Information shown:
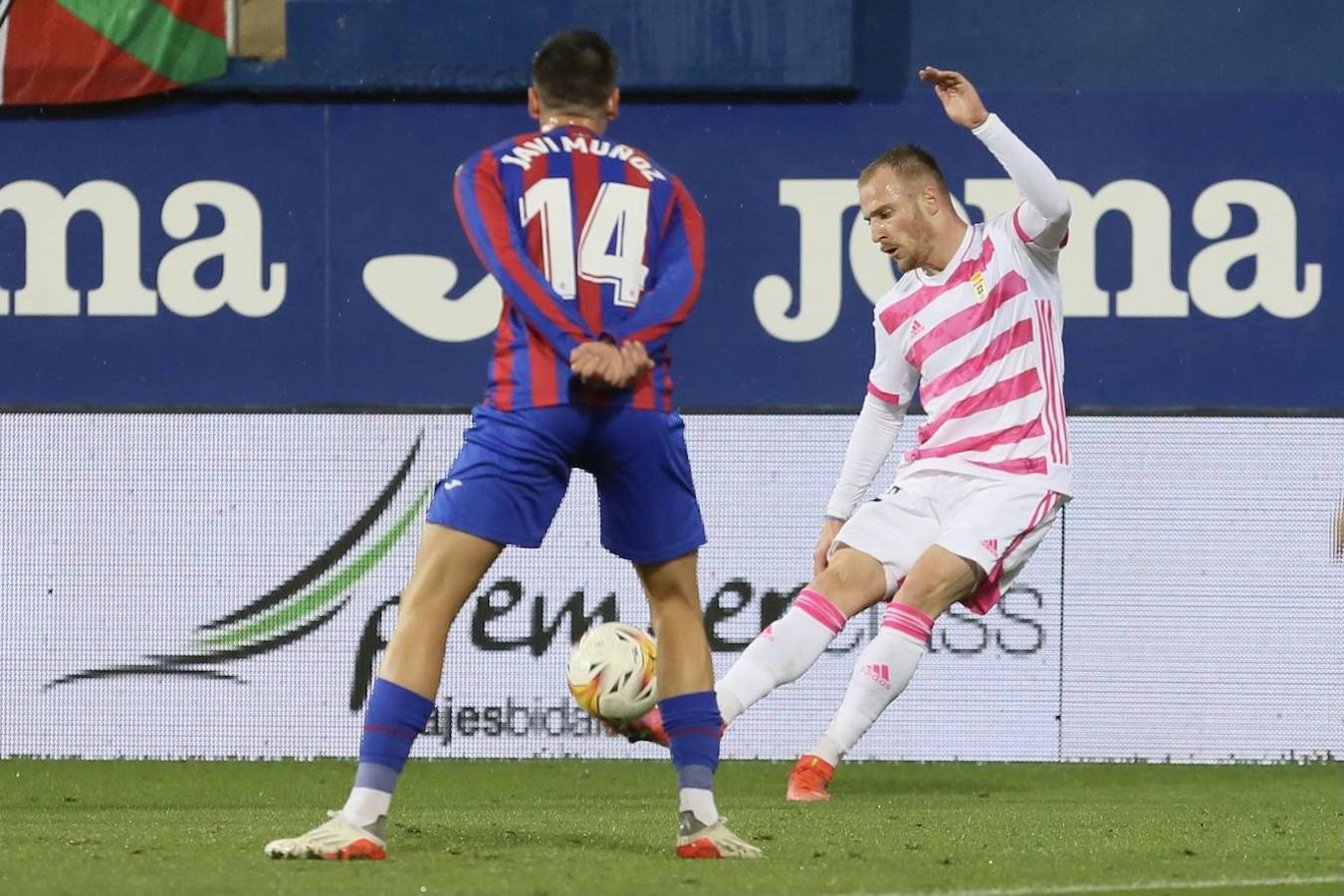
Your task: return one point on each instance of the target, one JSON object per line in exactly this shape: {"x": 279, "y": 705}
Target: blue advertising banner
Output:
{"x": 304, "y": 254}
---
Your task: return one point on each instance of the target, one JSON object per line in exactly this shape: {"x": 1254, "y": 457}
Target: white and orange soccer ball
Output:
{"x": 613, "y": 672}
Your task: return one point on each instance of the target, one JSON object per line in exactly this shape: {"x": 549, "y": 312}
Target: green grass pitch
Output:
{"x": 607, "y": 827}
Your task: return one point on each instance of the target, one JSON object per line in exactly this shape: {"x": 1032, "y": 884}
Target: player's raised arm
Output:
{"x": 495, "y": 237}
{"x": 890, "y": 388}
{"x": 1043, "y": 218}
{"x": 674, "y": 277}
--
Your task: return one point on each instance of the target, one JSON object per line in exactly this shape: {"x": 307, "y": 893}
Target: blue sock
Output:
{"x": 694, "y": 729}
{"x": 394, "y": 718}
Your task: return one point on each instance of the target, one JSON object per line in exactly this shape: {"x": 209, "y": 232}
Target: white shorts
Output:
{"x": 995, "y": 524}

Written exercise: Extract every line of the rows above that contains the word "instance". Matching is case-sensitive.

Correct result:
Your task: return one point on each instance of the target, one JSON object per line in exactly this shape: {"x": 279, "y": 705}
Your task: return one point on each instance of the target, one JSON object per line in exactly this shape: {"x": 1254, "y": 457}
Your task: return one point on each instance of the target, one JSON object per line in exactly this shape: {"x": 549, "y": 312}
Your task: return one point on each instance of the target, one JSON object per line in exactly this shape: {"x": 1032, "y": 884}
Your task: return one point on each instance of the target, one JSON object per line in exactly this shape: {"x": 307, "y": 893}
Your task: return one point on each instance of the target, one JSON object per line in exactly this shape: {"x": 209, "y": 232}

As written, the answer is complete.